■ Work to complete
Turn the listing below into a Markdown table with two columns, No. and Text. Give each non-blank line its own numbered row and drop any blank lines.

■ Coordinate annotation entries
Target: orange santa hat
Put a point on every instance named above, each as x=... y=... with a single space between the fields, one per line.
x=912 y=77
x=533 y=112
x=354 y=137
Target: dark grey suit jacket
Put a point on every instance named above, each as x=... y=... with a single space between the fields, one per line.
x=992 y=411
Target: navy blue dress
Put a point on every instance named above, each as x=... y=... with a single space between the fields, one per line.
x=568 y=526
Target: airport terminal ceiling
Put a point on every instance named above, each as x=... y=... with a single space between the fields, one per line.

■ Full response
| No. | Text |
|---|---|
| 1 | Target: orange santa hat |
| 2 | Put a point on every instance named above, each as x=... y=... with a single space between the fields, one per line. |
| 3 | x=912 y=77 |
| 4 | x=533 y=112 |
| 5 | x=354 y=137 |
| 6 | Target: dark grey suit jacket |
| 7 | Put a point on every instance named above, each as x=... y=... with a single space between the fields, one per line. |
| 8 | x=992 y=411 |
| 9 | Target: navy blue dress |
| 10 | Put a point on every instance named above, each as x=... y=... with a single space between the fields, one per line. |
| 11 | x=568 y=526 |
| 12 | Target: airport terminal ceiling |
| 13 | Put a point on every instance named above, each as x=... y=... with a single space between the fields, one per line. |